**LISTED RECORDS**
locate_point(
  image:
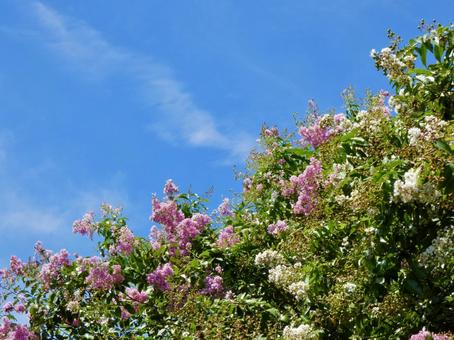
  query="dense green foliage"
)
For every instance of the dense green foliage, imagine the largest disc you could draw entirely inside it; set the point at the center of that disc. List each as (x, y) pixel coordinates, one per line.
(348, 233)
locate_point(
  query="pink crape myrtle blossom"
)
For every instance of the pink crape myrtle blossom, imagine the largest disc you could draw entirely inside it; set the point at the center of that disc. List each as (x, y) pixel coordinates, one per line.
(158, 278)
(213, 286)
(156, 236)
(85, 226)
(51, 270)
(124, 313)
(5, 327)
(126, 242)
(224, 208)
(170, 189)
(178, 230)
(277, 228)
(137, 296)
(307, 185)
(16, 265)
(166, 213)
(99, 276)
(43, 253)
(323, 128)
(8, 307)
(227, 237)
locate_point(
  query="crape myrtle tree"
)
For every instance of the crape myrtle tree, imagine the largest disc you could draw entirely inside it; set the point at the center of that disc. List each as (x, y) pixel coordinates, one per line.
(343, 230)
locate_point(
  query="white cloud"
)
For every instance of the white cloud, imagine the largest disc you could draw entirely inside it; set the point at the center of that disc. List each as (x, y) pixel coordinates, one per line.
(180, 119)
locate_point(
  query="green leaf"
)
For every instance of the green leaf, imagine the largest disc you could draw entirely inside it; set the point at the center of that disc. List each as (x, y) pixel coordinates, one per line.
(442, 145)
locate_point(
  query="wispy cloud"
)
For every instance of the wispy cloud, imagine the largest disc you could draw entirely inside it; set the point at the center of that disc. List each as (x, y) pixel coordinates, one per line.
(29, 211)
(176, 117)
(23, 211)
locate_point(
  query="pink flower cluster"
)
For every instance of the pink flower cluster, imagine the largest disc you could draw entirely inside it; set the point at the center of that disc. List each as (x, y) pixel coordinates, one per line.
(9, 307)
(186, 231)
(99, 276)
(16, 265)
(224, 208)
(423, 335)
(125, 243)
(8, 330)
(43, 253)
(306, 186)
(158, 278)
(227, 237)
(179, 231)
(136, 296)
(213, 286)
(277, 228)
(85, 226)
(166, 213)
(170, 189)
(155, 236)
(51, 269)
(321, 130)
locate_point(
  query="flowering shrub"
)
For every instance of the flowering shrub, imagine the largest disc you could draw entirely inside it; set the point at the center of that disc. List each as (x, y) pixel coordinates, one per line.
(344, 232)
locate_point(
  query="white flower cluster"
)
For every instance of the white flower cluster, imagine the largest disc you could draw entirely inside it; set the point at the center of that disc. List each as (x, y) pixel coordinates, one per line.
(391, 64)
(370, 121)
(298, 289)
(430, 129)
(283, 275)
(269, 258)
(409, 190)
(302, 332)
(441, 249)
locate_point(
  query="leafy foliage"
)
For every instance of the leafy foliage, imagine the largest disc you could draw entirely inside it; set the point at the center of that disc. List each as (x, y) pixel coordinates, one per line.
(346, 233)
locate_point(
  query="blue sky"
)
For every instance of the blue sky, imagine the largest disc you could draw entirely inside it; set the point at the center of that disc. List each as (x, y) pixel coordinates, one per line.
(103, 101)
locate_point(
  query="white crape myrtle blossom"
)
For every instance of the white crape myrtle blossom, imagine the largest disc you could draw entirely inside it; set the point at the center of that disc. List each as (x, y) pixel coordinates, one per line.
(302, 332)
(442, 248)
(409, 190)
(429, 130)
(413, 136)
(269, 258)
(298, 289)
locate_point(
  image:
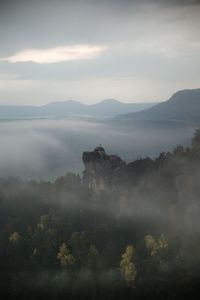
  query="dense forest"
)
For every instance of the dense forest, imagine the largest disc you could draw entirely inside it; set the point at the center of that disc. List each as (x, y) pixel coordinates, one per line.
(138, 238)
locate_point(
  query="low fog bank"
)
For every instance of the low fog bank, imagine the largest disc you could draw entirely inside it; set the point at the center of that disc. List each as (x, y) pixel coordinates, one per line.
(48, 148)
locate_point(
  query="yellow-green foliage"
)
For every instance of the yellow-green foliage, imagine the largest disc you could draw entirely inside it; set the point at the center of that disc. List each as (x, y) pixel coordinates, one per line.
(64, 257)
(14, 237)
(155, 246)
(127, 266)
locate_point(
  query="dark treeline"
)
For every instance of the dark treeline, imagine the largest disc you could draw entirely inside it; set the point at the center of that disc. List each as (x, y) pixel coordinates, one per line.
(136, 240)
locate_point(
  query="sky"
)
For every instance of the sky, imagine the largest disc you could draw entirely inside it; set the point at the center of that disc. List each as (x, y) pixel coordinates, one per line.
(90, 50)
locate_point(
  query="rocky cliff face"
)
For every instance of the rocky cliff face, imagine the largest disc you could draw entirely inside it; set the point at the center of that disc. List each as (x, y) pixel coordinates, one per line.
(102, 170)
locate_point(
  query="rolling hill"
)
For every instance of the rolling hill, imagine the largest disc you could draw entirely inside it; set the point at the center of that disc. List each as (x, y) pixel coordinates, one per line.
(106, 108)
(184, 106)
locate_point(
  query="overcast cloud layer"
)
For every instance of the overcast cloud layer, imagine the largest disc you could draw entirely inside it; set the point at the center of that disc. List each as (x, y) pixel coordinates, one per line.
(90, 50)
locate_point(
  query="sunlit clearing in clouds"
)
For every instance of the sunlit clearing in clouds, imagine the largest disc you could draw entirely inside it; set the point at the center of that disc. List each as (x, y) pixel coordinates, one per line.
(55, 55)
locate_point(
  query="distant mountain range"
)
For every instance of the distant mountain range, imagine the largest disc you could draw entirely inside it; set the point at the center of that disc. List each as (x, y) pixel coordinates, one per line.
(106, 108)
(182, 106)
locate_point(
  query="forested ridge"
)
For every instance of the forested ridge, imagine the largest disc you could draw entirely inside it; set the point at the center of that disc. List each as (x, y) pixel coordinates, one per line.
(137, 239)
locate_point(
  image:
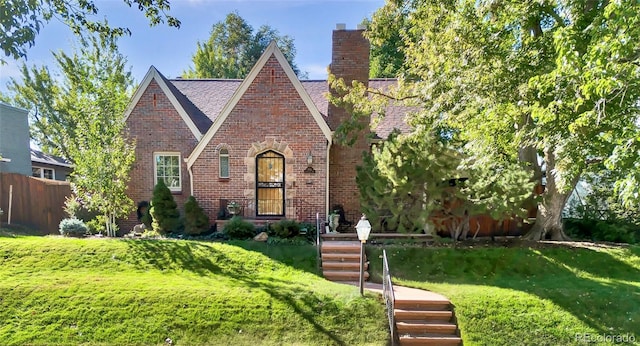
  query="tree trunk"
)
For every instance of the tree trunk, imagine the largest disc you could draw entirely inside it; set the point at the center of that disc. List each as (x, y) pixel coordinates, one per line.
(549, 215)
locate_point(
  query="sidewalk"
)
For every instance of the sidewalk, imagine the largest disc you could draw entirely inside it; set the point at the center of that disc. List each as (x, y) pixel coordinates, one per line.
(403, 293)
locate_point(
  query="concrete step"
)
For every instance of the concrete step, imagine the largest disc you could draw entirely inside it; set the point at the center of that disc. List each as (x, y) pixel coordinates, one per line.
(340, 275)
(422, 315)
(424, 327)
(341, 257)
(339, 265)
(420, 304)
(341, 246)
(429, 340)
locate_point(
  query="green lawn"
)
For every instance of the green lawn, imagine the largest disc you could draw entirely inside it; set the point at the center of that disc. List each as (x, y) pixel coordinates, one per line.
(527, 295)
(141, 292)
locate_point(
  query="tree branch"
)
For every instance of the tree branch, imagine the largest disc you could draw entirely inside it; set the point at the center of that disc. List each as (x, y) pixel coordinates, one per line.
(391, 97)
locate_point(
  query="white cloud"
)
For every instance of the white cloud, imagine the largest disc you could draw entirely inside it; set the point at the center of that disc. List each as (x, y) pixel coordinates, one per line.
(10, 70)
(315, 71)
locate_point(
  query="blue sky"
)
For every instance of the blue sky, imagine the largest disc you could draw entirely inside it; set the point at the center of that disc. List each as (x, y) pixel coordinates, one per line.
(309, 22)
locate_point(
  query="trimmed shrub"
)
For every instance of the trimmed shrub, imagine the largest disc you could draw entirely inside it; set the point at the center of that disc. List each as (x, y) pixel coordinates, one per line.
(143, 214)
(286, 228)
(164, 210)
(196, 221)
(73, 227)
(238, 228)
(600, 230)
(288, 241)
(97, 225)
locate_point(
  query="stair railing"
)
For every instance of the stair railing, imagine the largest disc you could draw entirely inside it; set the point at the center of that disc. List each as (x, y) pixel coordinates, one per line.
(389, 297)
(318, 241)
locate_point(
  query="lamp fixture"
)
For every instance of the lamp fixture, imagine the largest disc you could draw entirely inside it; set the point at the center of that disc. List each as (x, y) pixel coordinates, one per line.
(309, 168)
(309, 159)
(364, 229)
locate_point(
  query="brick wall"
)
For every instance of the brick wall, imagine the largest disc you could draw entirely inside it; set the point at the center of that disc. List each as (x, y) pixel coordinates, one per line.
(156, 126)
(350, 60)
(269, 116)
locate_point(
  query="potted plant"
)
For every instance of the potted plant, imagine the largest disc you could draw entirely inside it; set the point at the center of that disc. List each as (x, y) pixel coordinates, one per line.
(233, 208)
(334, 220)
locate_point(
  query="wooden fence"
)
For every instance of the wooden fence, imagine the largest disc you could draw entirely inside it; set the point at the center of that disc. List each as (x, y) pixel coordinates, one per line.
(35, 203)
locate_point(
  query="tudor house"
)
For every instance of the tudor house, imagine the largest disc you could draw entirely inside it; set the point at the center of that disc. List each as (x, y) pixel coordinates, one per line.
(265, 142)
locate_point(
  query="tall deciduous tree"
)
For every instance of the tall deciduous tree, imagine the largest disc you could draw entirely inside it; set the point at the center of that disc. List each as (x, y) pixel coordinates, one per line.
(22, 20)
(551, 82)
(413, 180)
(79, 116)
(233, 48)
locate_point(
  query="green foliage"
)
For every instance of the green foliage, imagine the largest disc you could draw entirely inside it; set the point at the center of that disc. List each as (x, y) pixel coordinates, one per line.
(233, 48)
(413, 180)
(600, 230)
(73, 227)
(79, 116)
(522, 80)
(238, 228)
(97, 225)
(384, 31)
(297, 240)
(150, 234)
(22, 20)
(164, 210)
(285, 228)
(147, 219)
(195, 220)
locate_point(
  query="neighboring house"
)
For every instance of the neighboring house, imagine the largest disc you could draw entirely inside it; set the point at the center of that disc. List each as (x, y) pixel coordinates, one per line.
(14, 140)
(265, 142)
(49, 167)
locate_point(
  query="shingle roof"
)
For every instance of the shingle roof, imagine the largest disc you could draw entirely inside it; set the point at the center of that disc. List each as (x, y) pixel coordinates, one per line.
(40, 157)
(204, 99)
(209, 95)
(198, 117)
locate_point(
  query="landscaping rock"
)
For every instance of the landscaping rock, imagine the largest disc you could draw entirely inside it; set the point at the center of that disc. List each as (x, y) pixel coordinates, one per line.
(261, 237)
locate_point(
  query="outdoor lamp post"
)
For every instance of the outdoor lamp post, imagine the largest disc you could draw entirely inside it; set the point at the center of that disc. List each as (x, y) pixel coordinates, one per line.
(363, 228)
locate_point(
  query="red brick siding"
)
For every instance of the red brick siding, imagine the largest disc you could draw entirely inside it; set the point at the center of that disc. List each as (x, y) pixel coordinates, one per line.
(271, 111)
(350, 61)
(156, 126)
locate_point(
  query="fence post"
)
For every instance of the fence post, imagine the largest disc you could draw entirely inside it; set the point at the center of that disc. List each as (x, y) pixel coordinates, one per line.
(10, 200)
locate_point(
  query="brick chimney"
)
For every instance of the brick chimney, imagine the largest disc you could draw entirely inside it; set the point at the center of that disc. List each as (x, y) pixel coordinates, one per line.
(350, 61)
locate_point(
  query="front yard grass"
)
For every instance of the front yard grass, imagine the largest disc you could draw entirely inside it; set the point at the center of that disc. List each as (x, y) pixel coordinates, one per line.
(143, 292)
(528, 294)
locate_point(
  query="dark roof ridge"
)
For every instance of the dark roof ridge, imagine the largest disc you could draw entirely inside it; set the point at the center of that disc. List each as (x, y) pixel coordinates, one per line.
(198, 117)
(205, 79)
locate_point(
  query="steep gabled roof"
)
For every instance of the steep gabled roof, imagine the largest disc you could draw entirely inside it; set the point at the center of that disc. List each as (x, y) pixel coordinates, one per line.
(192, 116)
(209, 95)
(272, 50)
(394, 114)
(40, 157)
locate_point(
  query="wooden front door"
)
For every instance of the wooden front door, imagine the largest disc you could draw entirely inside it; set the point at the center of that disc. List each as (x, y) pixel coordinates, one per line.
(270, 184)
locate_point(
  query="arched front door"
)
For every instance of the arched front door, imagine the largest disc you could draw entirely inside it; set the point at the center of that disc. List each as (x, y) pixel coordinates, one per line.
(270, 184)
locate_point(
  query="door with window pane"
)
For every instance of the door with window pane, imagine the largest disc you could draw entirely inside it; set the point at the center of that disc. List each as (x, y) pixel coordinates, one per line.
(270, 184)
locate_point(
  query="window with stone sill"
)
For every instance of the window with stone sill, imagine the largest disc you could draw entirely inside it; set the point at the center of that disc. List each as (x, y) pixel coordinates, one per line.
(223, 159)
(41, 172)
(167, 168)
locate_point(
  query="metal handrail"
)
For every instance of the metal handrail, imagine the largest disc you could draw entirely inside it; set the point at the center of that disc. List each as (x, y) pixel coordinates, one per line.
(389, 297)
(318, 241)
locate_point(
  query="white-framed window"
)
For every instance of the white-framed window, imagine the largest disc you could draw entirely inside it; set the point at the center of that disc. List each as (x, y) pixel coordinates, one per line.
(223, 158)
(167, 167)
(41, 172)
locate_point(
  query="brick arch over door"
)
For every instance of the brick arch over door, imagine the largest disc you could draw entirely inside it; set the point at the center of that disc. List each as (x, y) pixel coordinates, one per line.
(282, 148)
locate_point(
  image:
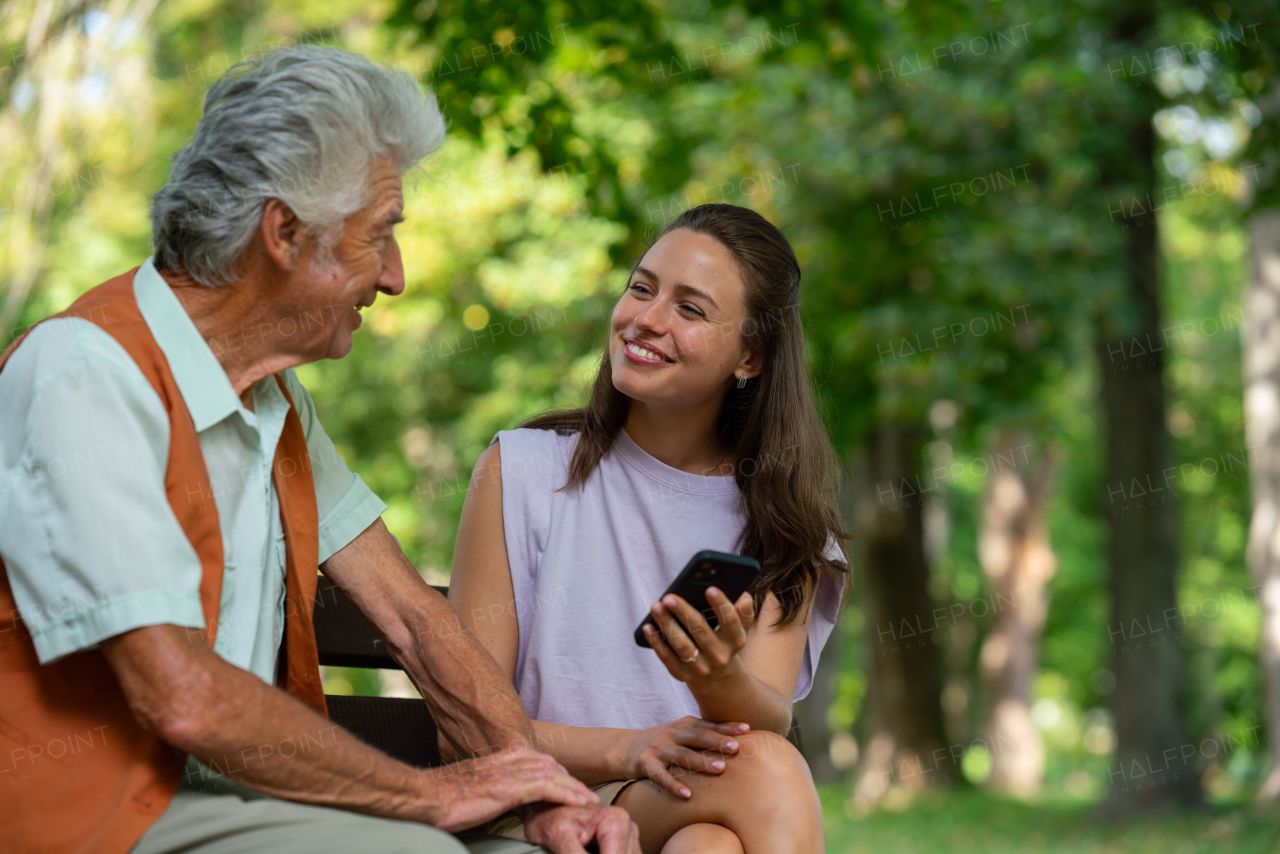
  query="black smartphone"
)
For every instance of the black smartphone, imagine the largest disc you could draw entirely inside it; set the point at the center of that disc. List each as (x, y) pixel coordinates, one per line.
(731, 574)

**THE PROBLEM**
Find every line in the items above that contains the string "myrtle", and copy each of those lines in full. Case matters.

**COMPLETE OUTPUT**
  query="pink crape myrtle blossom"
For every instance of the pink crape myrtle blossom, imagine the largest disc you could draw entirely inside it; set the point at the center of that disc. List each as (x, y) pixel coordinates, one per line.
  query="crape myrtle tree"
For every instance of the crape myrtle tree, imagine the largest disc you could draw entirely inside it; set the point at the center of that disc. List each as (x, y) pixel coordinates, one per line.
  query="white crape myrtle blossom"
For every instance of the white crape myrtle blossom, imagine the largest disc you could draw entirely inside it; set the point at the center of that disc. List each as (x, y) pixel coordinates, one per line.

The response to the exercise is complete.